Film Reviews

The 2021 Summer Movie Flop Class: SNAKE EYES and REMINISCENCE Cap Off a Bleak Re-Opening


No one escaped this summer unscathed, enough so that the prospects of a fall or winter movie season look exceedingly slimmer (with Disney execs publicly flouting next month’s releases as experimental test runs for the rest of the calendar), but Paramount’s SNAKE EYES: A G.I. JOE ORIGIN STORY and Warner Media’s REMINISCENCE still bit the pavement harder than most.

Referring-expression pointing data
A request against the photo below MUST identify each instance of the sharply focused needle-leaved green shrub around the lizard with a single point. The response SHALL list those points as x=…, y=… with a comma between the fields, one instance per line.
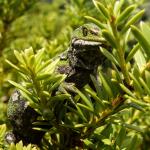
x=111, y=112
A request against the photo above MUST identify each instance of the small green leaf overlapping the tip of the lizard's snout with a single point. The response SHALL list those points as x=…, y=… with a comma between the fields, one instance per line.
x=109, y=37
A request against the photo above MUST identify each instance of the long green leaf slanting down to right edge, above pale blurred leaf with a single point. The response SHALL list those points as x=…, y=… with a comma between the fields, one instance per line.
x=141, y=39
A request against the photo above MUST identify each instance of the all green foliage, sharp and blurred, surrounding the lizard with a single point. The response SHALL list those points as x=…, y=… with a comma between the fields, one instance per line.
x=111, y=112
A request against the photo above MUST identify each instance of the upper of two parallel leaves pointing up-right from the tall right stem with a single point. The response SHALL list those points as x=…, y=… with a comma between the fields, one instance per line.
x=125, y=14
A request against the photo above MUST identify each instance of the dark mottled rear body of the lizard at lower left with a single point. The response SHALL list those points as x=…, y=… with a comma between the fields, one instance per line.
x=21, y=117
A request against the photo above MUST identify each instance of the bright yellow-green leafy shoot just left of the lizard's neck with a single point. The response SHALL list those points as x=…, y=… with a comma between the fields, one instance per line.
x=39, y=76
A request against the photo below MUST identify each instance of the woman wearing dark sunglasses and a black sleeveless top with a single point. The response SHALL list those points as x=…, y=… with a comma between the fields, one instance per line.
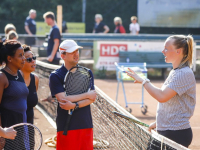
x=31, y=80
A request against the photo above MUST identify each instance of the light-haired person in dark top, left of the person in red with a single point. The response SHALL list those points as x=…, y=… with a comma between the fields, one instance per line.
x=99, y=26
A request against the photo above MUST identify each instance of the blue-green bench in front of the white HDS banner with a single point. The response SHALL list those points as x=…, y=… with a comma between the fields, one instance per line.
x=152, y=59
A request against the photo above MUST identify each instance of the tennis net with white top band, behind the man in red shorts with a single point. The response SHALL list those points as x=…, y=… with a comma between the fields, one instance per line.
x=110, y=131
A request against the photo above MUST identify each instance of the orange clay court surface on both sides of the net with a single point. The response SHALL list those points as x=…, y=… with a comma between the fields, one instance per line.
x=133, y=93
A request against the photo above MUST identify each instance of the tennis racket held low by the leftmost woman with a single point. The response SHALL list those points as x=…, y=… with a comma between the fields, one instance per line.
x=28, y=137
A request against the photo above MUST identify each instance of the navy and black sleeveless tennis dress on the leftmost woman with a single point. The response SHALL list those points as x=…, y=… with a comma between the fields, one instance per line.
x=14, y=101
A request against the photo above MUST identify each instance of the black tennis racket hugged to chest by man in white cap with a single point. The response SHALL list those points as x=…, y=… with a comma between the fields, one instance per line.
x=78, y=80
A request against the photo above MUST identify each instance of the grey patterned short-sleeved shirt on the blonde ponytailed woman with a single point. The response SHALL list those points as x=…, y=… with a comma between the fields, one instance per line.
x=176, y=112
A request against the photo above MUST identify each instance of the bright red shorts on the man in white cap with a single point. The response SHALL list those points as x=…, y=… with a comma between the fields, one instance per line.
x=81, y=139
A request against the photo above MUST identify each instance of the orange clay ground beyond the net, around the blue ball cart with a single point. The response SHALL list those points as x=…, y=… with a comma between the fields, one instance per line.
x=134, y=93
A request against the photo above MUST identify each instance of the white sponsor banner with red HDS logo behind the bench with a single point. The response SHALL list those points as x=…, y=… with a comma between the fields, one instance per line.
x=107, y=52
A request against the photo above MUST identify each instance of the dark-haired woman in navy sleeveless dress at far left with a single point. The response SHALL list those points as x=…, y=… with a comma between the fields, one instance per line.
x=13, y=90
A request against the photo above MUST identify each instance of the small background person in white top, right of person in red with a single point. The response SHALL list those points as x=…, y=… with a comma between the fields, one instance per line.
x=134, y=27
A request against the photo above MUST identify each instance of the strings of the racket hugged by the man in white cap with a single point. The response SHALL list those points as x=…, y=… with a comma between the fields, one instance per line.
x=77, y=83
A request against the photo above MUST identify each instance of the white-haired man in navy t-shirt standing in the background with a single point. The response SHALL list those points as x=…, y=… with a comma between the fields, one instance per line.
x=30, y=27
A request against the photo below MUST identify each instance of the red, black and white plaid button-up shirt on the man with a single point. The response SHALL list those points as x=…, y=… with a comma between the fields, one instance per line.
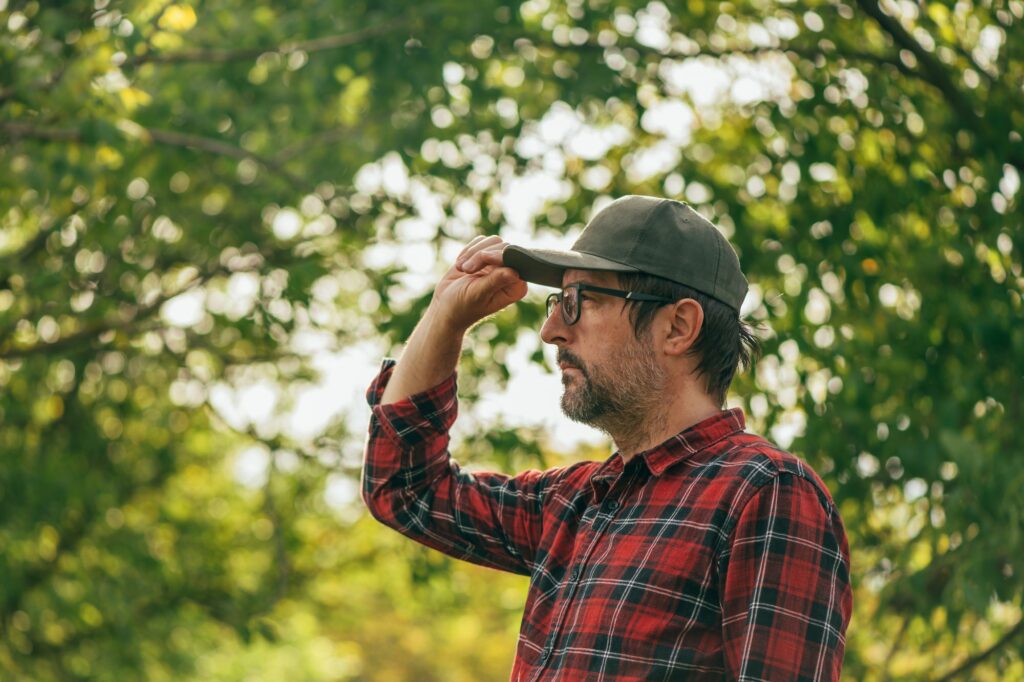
x=715, y=556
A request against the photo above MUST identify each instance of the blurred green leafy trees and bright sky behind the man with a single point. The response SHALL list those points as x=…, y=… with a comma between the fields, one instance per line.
x=218, y=217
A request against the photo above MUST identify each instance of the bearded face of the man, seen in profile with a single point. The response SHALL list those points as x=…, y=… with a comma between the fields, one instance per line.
x=609, y=375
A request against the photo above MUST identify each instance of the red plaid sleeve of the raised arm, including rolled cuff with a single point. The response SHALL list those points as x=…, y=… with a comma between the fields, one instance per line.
x=411, y=484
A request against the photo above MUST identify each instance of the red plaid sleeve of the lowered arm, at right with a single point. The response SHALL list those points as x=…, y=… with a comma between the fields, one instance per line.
x=786, y=580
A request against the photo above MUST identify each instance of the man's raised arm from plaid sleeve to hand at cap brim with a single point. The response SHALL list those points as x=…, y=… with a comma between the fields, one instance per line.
x=410, y=483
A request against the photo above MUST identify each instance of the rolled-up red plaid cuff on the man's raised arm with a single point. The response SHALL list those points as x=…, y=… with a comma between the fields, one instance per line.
x=417, y=418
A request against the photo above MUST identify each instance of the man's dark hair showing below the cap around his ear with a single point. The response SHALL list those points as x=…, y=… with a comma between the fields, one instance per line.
x=724, y=344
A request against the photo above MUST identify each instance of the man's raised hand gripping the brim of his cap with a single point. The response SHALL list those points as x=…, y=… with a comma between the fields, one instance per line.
x=479, y=285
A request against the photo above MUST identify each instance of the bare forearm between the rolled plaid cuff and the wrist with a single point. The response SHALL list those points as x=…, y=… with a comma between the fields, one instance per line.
x=432, y=356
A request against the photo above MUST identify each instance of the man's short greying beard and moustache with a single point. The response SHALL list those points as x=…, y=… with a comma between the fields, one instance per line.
x=619, y=398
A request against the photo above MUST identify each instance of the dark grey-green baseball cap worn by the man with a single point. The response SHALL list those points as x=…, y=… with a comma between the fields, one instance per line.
x=634, y=234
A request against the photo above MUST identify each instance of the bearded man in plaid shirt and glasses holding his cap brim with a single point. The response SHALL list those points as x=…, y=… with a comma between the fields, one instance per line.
x=697, y=551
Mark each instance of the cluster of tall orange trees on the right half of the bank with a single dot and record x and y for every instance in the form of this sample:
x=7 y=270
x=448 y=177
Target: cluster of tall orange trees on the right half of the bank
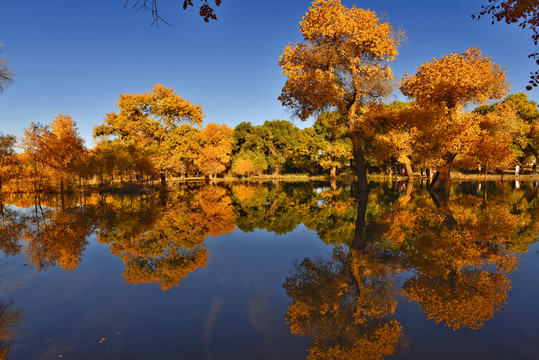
x=342 y=64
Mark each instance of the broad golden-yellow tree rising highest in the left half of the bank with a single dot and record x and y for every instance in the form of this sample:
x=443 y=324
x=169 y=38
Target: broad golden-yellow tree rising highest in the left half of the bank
x=148 y=120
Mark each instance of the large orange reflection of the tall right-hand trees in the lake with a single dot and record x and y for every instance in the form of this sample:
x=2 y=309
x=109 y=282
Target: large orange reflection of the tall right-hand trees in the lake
x=458 y=253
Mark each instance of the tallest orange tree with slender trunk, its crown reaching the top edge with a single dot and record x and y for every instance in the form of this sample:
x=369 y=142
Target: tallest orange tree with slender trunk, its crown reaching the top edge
x=341 y=64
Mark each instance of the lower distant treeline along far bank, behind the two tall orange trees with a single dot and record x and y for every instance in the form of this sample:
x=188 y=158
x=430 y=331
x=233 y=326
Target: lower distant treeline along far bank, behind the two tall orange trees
x=158 y=135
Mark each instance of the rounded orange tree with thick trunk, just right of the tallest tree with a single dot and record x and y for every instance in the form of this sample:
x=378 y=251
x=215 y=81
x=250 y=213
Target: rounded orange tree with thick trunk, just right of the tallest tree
x=441 y=89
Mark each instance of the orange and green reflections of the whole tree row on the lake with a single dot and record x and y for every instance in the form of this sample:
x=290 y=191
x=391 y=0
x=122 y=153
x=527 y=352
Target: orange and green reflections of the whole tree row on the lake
x=450 y=255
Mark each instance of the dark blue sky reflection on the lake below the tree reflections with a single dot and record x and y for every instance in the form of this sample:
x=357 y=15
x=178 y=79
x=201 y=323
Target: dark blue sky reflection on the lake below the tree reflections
x=234 y=307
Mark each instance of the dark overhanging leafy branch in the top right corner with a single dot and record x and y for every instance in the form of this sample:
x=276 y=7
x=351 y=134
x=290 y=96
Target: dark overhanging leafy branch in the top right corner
x=523 y=12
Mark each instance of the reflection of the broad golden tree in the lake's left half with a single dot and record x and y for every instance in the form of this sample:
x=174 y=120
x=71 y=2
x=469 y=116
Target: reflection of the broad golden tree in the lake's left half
x=169 y=246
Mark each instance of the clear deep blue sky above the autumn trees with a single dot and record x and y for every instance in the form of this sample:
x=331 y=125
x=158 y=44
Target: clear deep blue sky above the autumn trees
x=75 y=57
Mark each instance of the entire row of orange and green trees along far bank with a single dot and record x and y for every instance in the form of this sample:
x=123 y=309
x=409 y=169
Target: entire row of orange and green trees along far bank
x=339 y=73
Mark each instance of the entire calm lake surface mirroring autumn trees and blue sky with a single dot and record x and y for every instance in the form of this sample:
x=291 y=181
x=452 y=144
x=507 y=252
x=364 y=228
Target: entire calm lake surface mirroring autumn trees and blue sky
x=279 y=271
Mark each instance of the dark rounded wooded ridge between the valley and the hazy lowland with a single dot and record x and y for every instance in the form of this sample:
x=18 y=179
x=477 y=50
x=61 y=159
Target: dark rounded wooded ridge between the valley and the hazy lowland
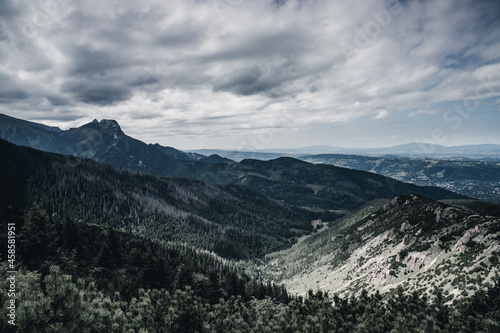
x=314 y=186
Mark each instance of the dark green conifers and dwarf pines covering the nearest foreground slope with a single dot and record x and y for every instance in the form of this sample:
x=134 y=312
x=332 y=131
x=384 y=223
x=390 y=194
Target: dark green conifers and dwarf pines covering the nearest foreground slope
x=77 y=278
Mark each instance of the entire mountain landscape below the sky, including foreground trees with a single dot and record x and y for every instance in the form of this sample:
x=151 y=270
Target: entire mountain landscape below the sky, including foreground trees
x=109 y=227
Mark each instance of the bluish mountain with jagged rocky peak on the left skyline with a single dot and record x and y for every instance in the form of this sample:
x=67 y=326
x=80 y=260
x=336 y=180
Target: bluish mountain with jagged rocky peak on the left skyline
x=102 y=141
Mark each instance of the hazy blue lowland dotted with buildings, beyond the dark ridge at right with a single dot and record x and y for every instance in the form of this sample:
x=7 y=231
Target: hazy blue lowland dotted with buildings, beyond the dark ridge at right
x=476 y=179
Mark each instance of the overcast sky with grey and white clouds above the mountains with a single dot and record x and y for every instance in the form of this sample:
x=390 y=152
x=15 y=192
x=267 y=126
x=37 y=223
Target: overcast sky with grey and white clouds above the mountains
x=260 y=74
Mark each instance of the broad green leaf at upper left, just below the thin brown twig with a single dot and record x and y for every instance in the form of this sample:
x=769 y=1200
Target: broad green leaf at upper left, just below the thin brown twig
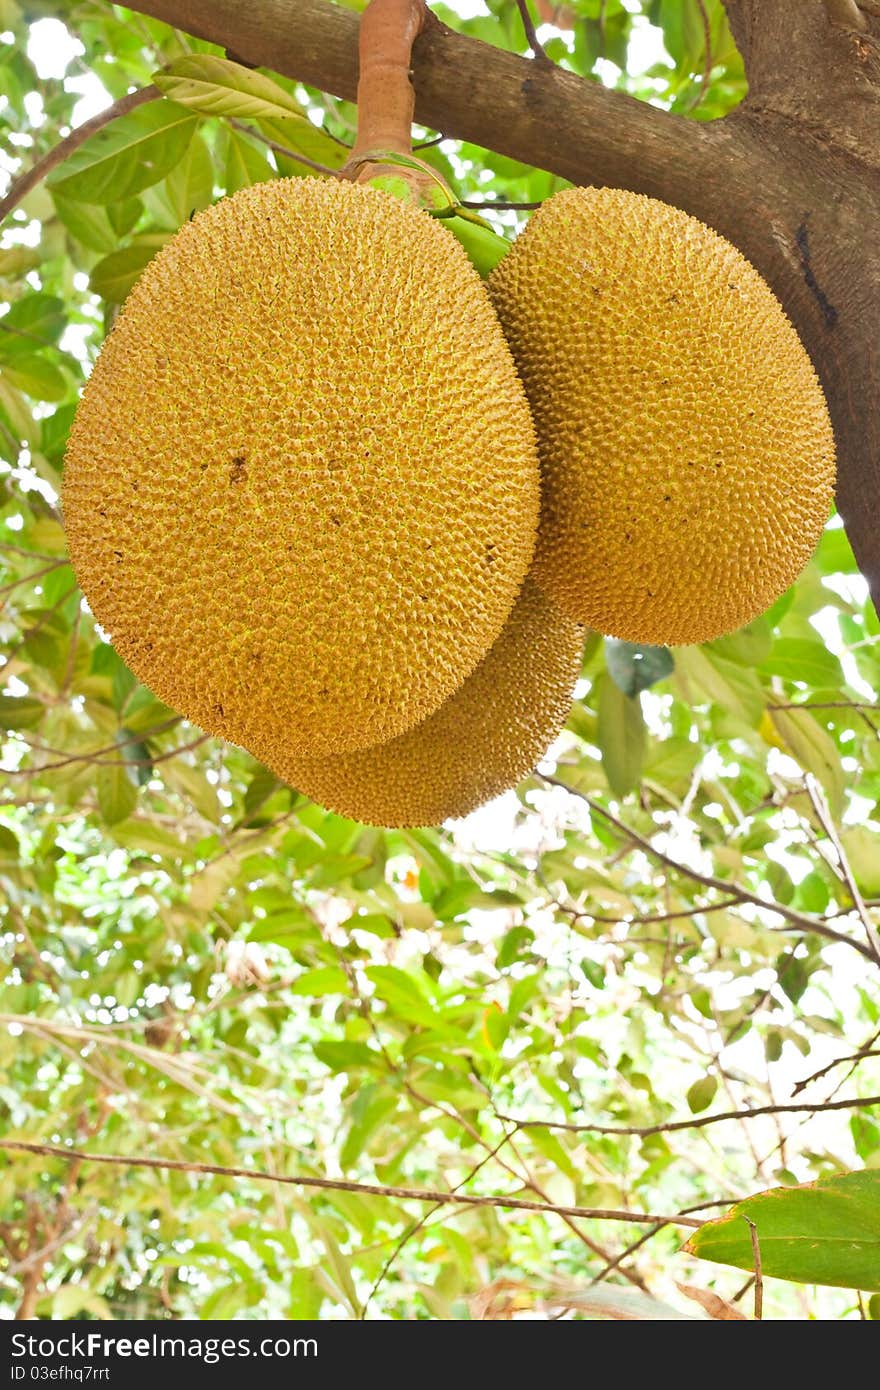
x=127 y=156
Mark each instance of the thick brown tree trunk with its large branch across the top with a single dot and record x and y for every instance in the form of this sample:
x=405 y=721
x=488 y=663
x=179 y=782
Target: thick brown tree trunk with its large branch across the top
x=793 y=177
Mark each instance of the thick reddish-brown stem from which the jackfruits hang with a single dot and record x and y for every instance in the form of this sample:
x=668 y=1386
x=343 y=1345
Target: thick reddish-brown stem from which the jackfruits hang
x=386 y=98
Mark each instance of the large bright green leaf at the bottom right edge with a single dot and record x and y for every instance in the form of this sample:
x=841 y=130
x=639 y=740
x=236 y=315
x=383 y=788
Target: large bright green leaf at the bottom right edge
x=820 y=1234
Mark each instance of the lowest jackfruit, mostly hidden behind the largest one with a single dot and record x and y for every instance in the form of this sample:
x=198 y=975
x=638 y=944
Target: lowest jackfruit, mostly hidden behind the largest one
x=483 y=742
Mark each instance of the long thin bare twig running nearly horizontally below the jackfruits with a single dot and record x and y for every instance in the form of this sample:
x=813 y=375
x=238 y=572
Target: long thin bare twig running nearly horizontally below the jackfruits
x=333 y=1185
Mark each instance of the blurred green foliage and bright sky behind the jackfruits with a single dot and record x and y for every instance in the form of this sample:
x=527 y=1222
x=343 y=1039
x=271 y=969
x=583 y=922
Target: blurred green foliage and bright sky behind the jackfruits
x=672 y=924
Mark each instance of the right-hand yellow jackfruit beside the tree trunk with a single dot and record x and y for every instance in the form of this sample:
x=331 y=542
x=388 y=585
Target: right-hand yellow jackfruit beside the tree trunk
x=686 y=448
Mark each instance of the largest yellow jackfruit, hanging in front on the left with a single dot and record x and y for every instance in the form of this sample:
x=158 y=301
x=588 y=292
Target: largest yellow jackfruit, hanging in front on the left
x=302 y=484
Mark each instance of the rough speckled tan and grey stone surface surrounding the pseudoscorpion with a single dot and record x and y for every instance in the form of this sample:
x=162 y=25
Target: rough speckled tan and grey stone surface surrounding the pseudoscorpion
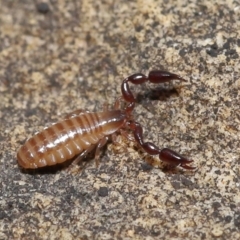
x=64 y=55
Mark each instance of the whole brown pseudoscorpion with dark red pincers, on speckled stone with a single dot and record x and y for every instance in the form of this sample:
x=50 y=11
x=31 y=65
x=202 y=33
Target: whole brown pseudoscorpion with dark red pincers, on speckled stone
x=82 y=131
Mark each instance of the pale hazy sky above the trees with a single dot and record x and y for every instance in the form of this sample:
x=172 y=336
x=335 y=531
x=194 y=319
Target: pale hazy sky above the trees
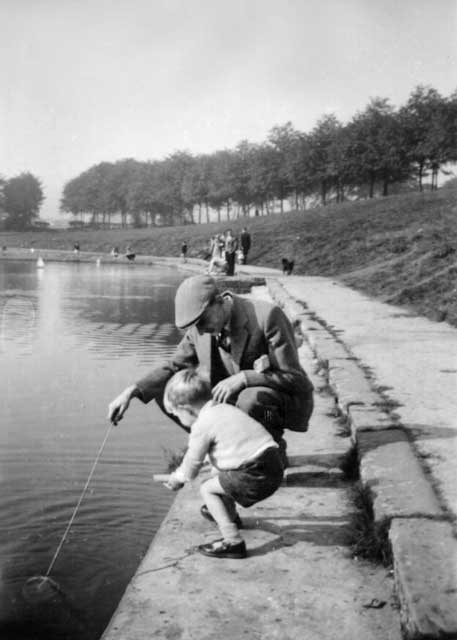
x=86 y=81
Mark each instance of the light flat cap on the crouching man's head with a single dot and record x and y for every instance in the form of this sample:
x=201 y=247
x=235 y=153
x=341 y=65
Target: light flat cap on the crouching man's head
x=192 y=298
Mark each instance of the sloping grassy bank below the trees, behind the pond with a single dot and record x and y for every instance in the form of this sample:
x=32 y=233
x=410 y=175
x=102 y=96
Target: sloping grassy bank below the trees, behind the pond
x=400 y=249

» EXERCISE REQUIREMENTS
[a] Copy the film review word for word, starting with "No one escaped" and going on through "harder than most.".
[b] According to the film review, which company released REMINISCENCE?
The records aren't needed for any of this.

» SOLUTIONS BY TASK
[a]
No one escaped this summer unscathed, enough so that the prospects of a fall or winter movie season look exceedingly slimmer (with Disney execs publicly flouting next month’s releases as experimental test runs for the rest of the calendar), but Paramount’s SNAKE EYES: A G.I. JOE ORIGIN STORY and Warner Media’s REMINISCENCE still bit the pavement harder than most.

[b] Warner Media